> **Instrução**
Continue, por favor, o texto sobre o programa Escola a Tempo Inteiro, começando logo depois da última frase apresentada.

> **Texto**
Camaradas
Vir aqui falar deste espantoso conceito da Escola a Tempo Inteiro remete-me para a minha infância. Visto a pele da criança que já fui e entro em pânico. ESCOLA A TEMPO INTEIRO???
E o tempo para brincar? E o tempo para fazer o que eu gosto? E o tempo para estar com a minha família? E o tempo para inventar brincadeiras com os meus amigos sem os adultos meterem o bedelho?
Brincar, participar da vida da família e da comunidade é tão estruturante para o desenvolvimento e aprendizagem como a actividade curricular que a escola dá. Mas ter tempo para as crianças não serve os interesses do capitalismo. A organização do tempo escolar é usada para assegurar que os pais estarão sempre disponíveis para trabalhar, garantindo, também dessa forma, o seu domínio económico assente na exploração.
O programa Escola a tempo Inteiro, surgiu em 2005/2006 com o governo do PS e a Ministra de má memória Lurdes Rodrigues. Começa com o inglês para os alunos dos 3º e 4ºs anos do 1º Ciclo, reforça-se no ano seguinte e generaliza-se a outras áreas de actividade de enriquecimento curricular (AEC). Para que o tempo inteiro seja assegurado de manhã à noite surge a componente de apoio à família (CAF).
Debrucemo-nos primeiro sobre as AEC. Em documentação recente produzida pelo Ministério da educação pode ler-se que “Com a introdução do “Programa Escola a Tempo Inteiro”, em 2005/2006, o ME procurou dar resposta à Lei de Bases do Sistema Educativo. Este prevê “acções orientadas para a formação integral e a realização pessoal dos educandos no sentido da utilização criativa e formativa dos seus tempos livres”, visando nomeadamente “o enriquecimento cultural e cívico, a educação física e desportiva, a educação artística e a inserção dos alunos na comunidade”, valorizando “a participação e o envolvimento das crianças na sua organização, desenvolvimento e avaliação”. Dito assim parece interessante. Dito assim até conseguimos vislumbrar algumas ideias que nos são caras, nomeadamente as que resultam do pensamento de Bento de Jesus Caraça sobre a formação integral do indivíduo e a relevância dos contextos não formais de educação; ou os contributos de Dewey sobre a aprendizagem significante para a criança porque emana dos seus interesses e necessidades. Estimulada a agir como membro da comunidade, no seio da comunidade, saberá o que significam as suas acções em termos sociais pelo efeito que as mesmas produzem nos outros.
No entanto todos sabemos que as AEC não são nada disso. As AEC são de facto mais tempo escolar para as crianças, mais currículo, mais sala de aula e até mais avaliação como o define a portaria que as regulamenta. É o próprio Ministério da Educação que, referindo o resultado de um estudo de avaliação externa dos impactos do Programa de AEC, alerta para a excessiva escolarização destas actividades e cito ” traduz-se em ofertas de carácter segmentado disciplinar e formal, pouco articuladas com o período curricular e com o projecto educativo dos agrupamentos de escolas. Alertam ainda para o carácter substitutivo que algumas AEC têm tido relativamente à componente de expressões artísticas e físico-motoras, parte integrante da matriz curricular do primeiro ciclo do ensino básico. A manter-se esta realidade, poderemos estar a contribuir para uma preocupante distensão do período curricular para cerca de 30 horas semanais. Se a esta componente associarmos o período da Componente de Apoio à Família, poderemos estar perante horários escolares superiores a 35 horas semanais, para crianças de apenas 6 a 10 anos de idade.” Fim de citação.

> **Material**
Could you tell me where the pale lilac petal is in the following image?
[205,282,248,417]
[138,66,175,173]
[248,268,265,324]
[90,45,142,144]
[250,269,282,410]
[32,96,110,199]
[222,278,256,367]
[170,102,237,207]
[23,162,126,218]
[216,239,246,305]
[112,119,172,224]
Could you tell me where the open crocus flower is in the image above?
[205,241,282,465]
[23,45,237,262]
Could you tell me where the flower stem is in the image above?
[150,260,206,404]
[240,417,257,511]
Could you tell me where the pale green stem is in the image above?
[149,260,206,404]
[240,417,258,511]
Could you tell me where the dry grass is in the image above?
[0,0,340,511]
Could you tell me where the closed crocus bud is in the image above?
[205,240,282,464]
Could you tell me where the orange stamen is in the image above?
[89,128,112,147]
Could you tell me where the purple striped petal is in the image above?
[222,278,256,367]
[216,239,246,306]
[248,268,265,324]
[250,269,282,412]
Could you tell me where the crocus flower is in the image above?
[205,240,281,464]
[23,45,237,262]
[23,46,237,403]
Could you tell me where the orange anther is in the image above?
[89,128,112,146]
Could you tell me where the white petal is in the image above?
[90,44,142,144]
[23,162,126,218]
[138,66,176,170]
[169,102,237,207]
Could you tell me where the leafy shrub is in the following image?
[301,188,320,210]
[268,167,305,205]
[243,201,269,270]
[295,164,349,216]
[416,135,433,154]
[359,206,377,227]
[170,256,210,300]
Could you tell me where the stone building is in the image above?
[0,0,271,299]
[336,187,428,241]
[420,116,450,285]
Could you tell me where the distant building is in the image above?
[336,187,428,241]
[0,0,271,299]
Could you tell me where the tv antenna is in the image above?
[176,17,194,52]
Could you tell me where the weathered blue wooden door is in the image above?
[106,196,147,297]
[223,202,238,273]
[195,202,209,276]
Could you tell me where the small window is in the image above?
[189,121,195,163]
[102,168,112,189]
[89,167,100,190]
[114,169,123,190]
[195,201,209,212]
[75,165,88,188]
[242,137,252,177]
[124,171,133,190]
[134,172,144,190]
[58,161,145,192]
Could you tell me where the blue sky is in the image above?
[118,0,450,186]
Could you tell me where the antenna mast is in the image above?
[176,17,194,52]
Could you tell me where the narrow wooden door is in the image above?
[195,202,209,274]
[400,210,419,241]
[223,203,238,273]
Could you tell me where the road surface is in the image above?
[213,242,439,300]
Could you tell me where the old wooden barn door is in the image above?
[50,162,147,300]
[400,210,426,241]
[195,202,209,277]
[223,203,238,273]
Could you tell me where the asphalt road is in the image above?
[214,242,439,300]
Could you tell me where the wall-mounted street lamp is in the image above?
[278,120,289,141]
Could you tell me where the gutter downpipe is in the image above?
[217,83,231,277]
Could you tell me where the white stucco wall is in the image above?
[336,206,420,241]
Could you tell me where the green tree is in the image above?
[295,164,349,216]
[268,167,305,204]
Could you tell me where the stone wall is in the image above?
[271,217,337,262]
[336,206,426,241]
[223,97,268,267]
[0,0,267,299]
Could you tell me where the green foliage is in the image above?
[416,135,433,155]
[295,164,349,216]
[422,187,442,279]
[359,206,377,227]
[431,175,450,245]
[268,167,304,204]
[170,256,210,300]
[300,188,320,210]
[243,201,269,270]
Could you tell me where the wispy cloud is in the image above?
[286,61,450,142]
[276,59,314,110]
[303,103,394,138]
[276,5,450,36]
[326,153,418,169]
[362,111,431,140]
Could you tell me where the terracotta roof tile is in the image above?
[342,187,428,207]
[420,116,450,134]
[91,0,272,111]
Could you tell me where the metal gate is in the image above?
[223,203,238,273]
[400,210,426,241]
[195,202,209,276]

> **Resposta ao exercício**
Neste ponto justifica-se referir um pormenor que será por ventura o por maior que subjaz à ideia da escola a tempo inteiro. O argumento de que havia “necessidade de adaptar os tempos de permanência das crianças nos estabelecimentos de ensino às necessidades das famílias.” A verdadeira necessidade não é originalmente das famílias mas sim do patronato que as emprega. Com a desregulamentação dos horários de trabalho, que culminou em 2013 no aumento do horário de trabalho dos funcionários públicos para as 40h semanais, havia necessidade de acomodar as crianças em algum lugar e a escola estava ali mesmo á mão. Ajustar o horário de trabalho dos pais ao imperativo de poderem acompanhar os seus filhos era, e ainda é para muita gente, impensável. Mas é exactamente aí que as necessidades das famílias se colocam mesmo que algum movimento associativo de pais não o reivindique como devia. Nós comunistas, reivindicamos!
Mais recentemente, quer no Ofício-Circular/DGE/2016/3210, quer na Carta dirigida aos promotores das AEC assinada pelo Director-Geral da Educação, o discurso oficial colocou-se numa perspectiva que nos parece correta. Mas foi só mesmo o discurso, camaradas, porque as práticas mantiveram-se iguais e nalguns casos pioraram com as AEC a invadirem o tempo por excelência da actividade lectiva e curricular, cortando-o ao meio como está a acontecer em muitos agrupamentos do país.
No âmbito das AEC há ainda outros problemas que importa referir. Para as assegurar estão a ser usados professores a quem chamam técnicos, mal pagos e desqualificados na sua função que afinal é docente. Há uma multiplicidade de promotores destas actividades tais como Agrupamentos de escolas, Associações diversas, IPSS, APEE, Câmaras municipais e Juntas de freguesia (muitas das quais contratualizam o serviço a empresas privadas). Tantos promotores… é que há muito dinheiro envolvido. Apesar da frequência das AEC ser facultativa, escolas há que pressionam os encarregados de educação a assinar o compromisso de frequência mesmo que não a queiram. O financiamento é por criança e quantas mais estiverem inscritas mais dinheiro o ME envia. 150 € anuais por aluno dos 1º e 2º anos e 90€ anuais por aluno dos 3º e 4º anos. São milhares de euros! No entanto recordo-vos que para a actividade lectiva do 1º Ciclo do Ensino Básico o Ministério da Educação não dá um cêntimo que seja!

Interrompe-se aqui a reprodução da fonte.